While the premise is beautiful and the style and idea nearly carry everything the whole way through, the play doesn’t have any plot. It’s just the life of a woman trying to do her job in a sexist environment, with some strange subplot about trying to connect with her mother on the side and yet losing her. So, without a plot it felt like a comedy skit that dragged on for too long. At one point I actually checked my watch for the time because I needed to know if it was close to the end.
The lighting is interesting. There are very abrupt lighting shifts between scenes, turning on all the white lights and then turning them off - nearly no fade, which, first time it happened, burned my eyes a bit. It worked for the vibe of the play, but it still happened, especially helping make the last part of the play, when there is a lot of play with the lighting, feel much more jarring. It’s very crisp, minimal lighting, perfectly suited for what is meant to be a work environment.
Sound is used pretty minimally as well, but when it’s there, it’s gorgeous. My favorite part of the sound design was when a bird was supposed to fly from house right to house left, and while there was no physical bird, you could hear the wings flapping from one side of speakers to the other, which I found gorgeous.

_DATA RECORDS_:

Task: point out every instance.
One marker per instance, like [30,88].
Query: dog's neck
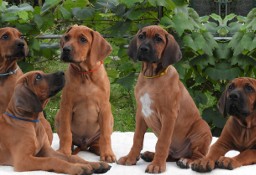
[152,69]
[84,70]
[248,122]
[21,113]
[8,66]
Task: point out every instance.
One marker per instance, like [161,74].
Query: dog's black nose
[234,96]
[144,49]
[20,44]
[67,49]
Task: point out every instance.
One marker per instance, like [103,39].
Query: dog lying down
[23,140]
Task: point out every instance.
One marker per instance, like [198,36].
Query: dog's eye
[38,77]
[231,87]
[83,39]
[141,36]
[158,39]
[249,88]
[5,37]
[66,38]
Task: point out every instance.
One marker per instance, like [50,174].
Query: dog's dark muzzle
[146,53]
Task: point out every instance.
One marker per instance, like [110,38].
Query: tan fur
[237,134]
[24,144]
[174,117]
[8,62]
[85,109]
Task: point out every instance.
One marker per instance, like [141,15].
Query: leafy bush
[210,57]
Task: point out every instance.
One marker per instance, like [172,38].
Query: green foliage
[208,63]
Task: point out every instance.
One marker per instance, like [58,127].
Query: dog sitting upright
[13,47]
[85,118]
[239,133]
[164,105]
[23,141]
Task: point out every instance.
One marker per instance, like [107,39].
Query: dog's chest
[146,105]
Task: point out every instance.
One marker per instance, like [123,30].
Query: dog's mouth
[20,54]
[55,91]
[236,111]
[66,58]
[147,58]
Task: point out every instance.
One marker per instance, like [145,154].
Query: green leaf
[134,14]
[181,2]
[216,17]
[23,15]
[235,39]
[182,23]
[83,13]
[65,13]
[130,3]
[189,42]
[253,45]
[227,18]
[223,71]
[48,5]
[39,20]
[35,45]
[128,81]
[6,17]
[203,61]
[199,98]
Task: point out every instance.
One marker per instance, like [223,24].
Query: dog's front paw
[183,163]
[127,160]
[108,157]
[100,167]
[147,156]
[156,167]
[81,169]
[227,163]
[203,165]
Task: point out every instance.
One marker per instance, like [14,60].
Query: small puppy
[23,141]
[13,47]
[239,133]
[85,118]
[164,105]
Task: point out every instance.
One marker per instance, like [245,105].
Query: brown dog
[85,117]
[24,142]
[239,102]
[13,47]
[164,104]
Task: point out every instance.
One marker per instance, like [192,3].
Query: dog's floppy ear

_WRITTEN PROBLEM 1_: List each thing the theater review calls beautiful or gorgeous.
_WRITTEN PROBLEM 2_:
Answer these questions from the theater review.
(a) What did the reviewer check at one point during the play?
(b) What effect did the first abrupt lighting shift have on the reviewer's eyes?
(c) In which direction was the bird supposed to fly?
The records come from a separate source and are unrelated to the theater review.

_WRITTEN SOLUTION 1_:
- The premise
- The sound, when it is used
- The sound of wings flapping from one side of speakers to the other

_WRITTEN SOLUTION 2_:
(a) The reviewer's watch, to see if the play was close to the end.
(b) It burned the reviewer's eyes a bit.
(c) From house right to house left.